§ STATED GOAL 1:
Answer these from the passage on National Haiku Writing Month:
(a) In what month and year did the writer start it?
(b) Why was February chosen as its month?
(c) How many active monthly users does the Facebook page have now?
## BEGIN PASSAGE
1.    National Haiku Writing Month, or NaHaiWriMo. I started this in October of 2010, and created a Facebook page and a website for it, derived from National Novel Writing Month (I finished my first novel for NaNoWriMo in November of 2010). I chose February as the month for NaHaiWriMo because I liked the idea of associating the shortest month with the world’s shortest genre of poetry. The Facebook page typically has more than 6,000 views, postings, and comments each week, which continues to amaze me (there are more than 650 active monthly users now). I provided daily writing prompts that first month, which helped to galvanize and focus the group, I think. Thanks to the writing prompts, a thriving community has emerged. When February ended, everyone liked the prompts so much that I’ve continued with the prompts ever since—so every month has turned out to be National Haiku Writing Month! And participants have come from every corner of the world, so it’s really International Haiku Writing Year. But InHaiWriYe is even more difficult to say, so I’ll continue to make each February the main focus. Until then, I’ve been arranging for a guest prompter each month, and the group has been fortunate to have the following people help out for the first year: Alan Summers, Melissa Allen, Cara Holman, Paul David Mena, Susan Delphine Delaney, Terri Hale French, Johnny Baranski, Pris Campbell, Carlos Colón, Stella Pierides, and Annie Juhl. You can visit the NaHaiWriMo website.
## END PASSAGE
## BEGIN PROVIDED ENTRIES
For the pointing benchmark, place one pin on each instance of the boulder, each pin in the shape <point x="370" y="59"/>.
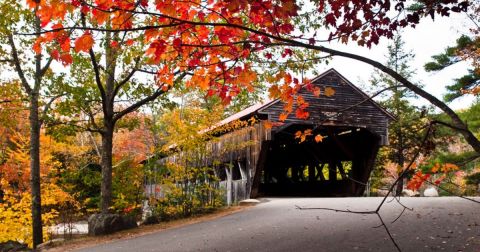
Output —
<point x="409" y="193"/>
<point x="101" y="224"/>
<point x="12" y="246"/>
<point x="430" y="192"/>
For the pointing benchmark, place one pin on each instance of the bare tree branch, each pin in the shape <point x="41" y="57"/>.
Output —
<point x="18" y="66"/>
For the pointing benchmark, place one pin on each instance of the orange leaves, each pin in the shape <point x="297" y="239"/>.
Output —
<point x="444" y="168"/>
<point x="319" y="138"/>
<point x="84" y="43"/>
<point x="156" y="50"/>
<point x="302" y="136"/>
<point x="417" y="180"/>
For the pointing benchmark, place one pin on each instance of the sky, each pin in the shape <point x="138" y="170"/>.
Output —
<point x="427" y="39"/>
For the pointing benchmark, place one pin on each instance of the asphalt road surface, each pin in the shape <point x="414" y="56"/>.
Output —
<point x="276" y="224"/>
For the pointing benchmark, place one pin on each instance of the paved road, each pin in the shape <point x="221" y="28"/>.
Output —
<point x="435" y="224"/>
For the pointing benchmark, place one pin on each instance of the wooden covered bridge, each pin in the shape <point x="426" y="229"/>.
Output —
<point x="269" y="161"/>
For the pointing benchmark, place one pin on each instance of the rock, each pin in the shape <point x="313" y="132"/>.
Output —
<point x="12" y="246"/>
<point x="248" y="202"/>
<point x="409" y="193"/>
<point x="430" y="192"/>
<point x="101" y="224"/>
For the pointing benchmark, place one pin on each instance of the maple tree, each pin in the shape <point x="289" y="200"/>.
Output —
<point x="32" y="68"/>
<point x="405" y="133"/>
<point x="211" y="42"/>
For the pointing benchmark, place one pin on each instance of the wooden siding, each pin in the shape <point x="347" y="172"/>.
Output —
<point x="331" y="110"/>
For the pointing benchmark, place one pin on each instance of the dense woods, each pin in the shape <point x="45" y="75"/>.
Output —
<point x="92" y="91"/>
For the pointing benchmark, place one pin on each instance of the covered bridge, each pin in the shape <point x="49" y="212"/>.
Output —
<point x="269" y="161"/>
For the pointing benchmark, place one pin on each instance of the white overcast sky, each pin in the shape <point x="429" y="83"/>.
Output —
<point x="428" y="39"/>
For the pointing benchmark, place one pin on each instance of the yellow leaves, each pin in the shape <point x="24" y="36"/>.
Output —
<point x="329" y="91"/>
<point x="15" y="211"/>
<point x="84" y="43"/>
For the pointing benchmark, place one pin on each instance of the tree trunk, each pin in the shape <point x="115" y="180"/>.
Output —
<point x="107" y="149"/>
<point x="35" y="171"/>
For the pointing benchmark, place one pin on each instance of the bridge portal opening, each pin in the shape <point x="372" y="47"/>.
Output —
<point x="339" y="165"/>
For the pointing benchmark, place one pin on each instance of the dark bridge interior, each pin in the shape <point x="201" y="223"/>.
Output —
<point x="340" y="165"/>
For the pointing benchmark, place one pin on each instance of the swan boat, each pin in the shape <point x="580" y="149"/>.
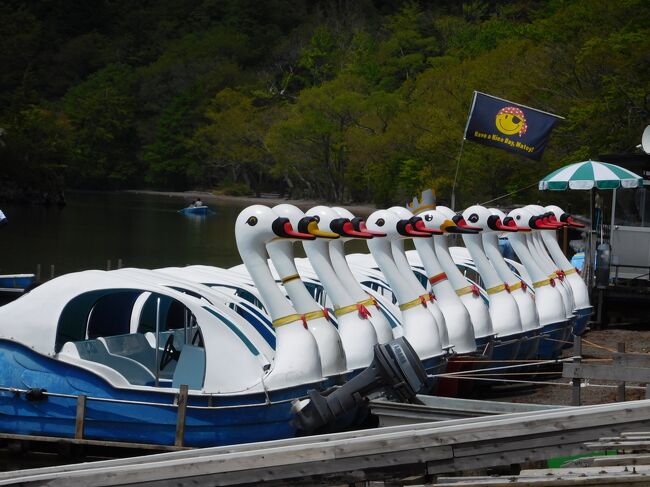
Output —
<point x="54" y="349"/>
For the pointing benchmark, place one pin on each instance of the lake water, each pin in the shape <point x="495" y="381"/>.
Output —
<point x="143" y="230"/>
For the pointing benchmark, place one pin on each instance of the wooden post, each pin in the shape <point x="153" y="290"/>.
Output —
<point x="180" y="418"/>
<point x="79" y="419"/>
<point x="577" y="353"/>
<point x="620" y="396"/>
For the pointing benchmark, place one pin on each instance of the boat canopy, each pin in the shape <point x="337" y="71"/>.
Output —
<point x="86" y="305"/>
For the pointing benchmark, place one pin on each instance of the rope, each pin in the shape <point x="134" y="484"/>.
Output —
<point x="595" y="345"/>
<point x="505" y="195"/>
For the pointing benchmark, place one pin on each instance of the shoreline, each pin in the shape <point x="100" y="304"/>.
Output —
<point x="357" y="208"/>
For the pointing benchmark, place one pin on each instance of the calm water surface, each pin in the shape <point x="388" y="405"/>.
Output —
<point x="141" y="229"/>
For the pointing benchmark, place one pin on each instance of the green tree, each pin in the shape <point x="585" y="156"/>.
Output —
<point x="101" y="112"/>
<point x="231" y="146"/>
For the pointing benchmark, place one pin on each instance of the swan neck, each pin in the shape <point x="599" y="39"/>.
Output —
<point x="281" y="253"/>
<point x="488" y="274"/>
<point x="254" y="258"/>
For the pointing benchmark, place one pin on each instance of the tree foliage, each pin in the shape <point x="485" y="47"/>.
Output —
<point x="343" y="101"/>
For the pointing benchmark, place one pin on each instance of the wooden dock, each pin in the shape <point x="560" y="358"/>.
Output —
<point x="428" y="449"/>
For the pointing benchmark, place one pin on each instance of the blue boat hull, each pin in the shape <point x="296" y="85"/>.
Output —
<point x="554" y="337"/>
<point x="127" y="415"/>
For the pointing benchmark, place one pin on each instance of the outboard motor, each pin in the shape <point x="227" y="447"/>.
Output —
<point x="395" y="373"/>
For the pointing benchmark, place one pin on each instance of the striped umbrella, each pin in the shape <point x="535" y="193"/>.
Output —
<point x="590" y="174"/>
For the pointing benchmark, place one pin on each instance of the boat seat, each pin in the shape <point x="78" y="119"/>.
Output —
<point x="190" y="369"/>
<point x="136" y="347"/>
<point x="96" y="351"/>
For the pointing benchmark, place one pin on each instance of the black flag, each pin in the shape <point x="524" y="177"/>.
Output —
<point x="509" y="126"/>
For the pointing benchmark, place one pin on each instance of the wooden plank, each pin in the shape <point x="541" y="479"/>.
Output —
<point x="438" y="445"/>
<point x="638" y="459"/>
<point x="74" y="441"/>
<point x="621" y="445"/>
<point x="586" y="471"/>
<point x="180" y="415"/>
<point x="80" y="417"/>
<point x="606" y="372"/>
<point x="631" y="359"/>
<point x="605" y="480"/>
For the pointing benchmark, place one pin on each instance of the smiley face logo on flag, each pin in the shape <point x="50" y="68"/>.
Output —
<point x="511" y="121"/>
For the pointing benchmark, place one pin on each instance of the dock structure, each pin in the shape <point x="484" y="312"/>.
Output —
<point x="428" y="449"/>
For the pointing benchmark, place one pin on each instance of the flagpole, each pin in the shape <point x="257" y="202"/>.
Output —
<point x="453" y="188"/>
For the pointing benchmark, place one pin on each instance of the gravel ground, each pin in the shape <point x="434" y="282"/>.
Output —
<point x="597" y="344"/>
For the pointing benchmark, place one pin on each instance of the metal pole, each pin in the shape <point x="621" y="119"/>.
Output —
<point x="157" y="341"/>
<point x="453" y="188"/>
<point x="577" y="353"/>
<point x="620" y="396"/>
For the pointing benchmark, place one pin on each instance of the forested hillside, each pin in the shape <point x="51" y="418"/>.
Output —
<point x="342" y="100"/>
## END PROVIDED ENTRIES
§ STATED GOAL 2: Show every line of the records above that contains the string "road".

§ TASK ANSWER 1:
(a) October of 2010
(b) To associate the shortest month with the world's shortest genre of poetry
(c) More than 650

§ TASK ANSWER 2:
For the pointing benchmark, place one pin on each instance of the asphalt road surface, each pin in the shape <point x="414" y="56"/>.
For the pointing benchmark, place one pin on each instance of the paved road, each pin in the shape <point x="221" y="28"/>.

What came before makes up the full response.